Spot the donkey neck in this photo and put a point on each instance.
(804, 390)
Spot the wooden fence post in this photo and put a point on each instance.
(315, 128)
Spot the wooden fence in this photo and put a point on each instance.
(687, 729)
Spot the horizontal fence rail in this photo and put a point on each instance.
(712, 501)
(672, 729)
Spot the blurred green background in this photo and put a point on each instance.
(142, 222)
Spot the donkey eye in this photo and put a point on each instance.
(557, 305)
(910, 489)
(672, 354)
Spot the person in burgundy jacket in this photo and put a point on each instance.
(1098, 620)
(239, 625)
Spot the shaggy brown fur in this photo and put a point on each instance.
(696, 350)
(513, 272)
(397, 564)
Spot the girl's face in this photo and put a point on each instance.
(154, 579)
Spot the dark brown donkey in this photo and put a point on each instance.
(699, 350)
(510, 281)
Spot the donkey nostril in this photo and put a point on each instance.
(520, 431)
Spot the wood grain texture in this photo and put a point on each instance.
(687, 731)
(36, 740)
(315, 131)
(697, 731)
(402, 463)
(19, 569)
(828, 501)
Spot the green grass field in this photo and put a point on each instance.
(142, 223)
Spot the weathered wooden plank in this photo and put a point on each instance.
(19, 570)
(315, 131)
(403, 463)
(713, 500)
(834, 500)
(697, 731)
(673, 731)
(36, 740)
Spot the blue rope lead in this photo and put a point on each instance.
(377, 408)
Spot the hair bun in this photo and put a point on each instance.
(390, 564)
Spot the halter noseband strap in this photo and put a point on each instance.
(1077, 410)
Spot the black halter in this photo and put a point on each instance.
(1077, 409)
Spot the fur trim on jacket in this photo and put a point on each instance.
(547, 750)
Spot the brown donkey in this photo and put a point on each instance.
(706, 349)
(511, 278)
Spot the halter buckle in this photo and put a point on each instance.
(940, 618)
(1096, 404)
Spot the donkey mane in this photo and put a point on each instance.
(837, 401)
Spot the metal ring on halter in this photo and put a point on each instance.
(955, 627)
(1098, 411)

*Work required*. Your task is to transcribe exactly the lines from the one with "Spot the green" through the end of the data, both included, and nothing besides.

*Finished task*.
Spot the green grass field in this photo and put a point on each instance.
(142, 223)
Spot the weathered wooden plank in this photo and put a point on each instance.
(19, 570)
(315, 131)
(403, 463)
(713, 500)
(834, 500)
(697, 731)
(673, 731)
(36, 740)
Spot the blue rope lead in this photo and put a point on each instance.
(377, 408)
Spot the hair bun in this photo and put a point on each instance.
(390, 564)
Spot the halter noseband strap in this photo and put a point on each instance.
(1077, 410)
Spot the black halter in this photo and put a point on each instance.
(1077, 409)
Spot the fur trim on jacket in this photo and put a point on each instance.
(547, 750)
Spot the brown donkey in this photo and put a point on each instance.
(706, 349)
(511, 278)
Spot the halter buckle in this photo and put a point on each instance.
(940, 618)
(1096, 404)
Spot the donkey mane in this photo and put a point on each instance.
(837, 401)
Spot the metal ring on halter in this photo and put a point on each instance.
(955, 627)
(1098, 411)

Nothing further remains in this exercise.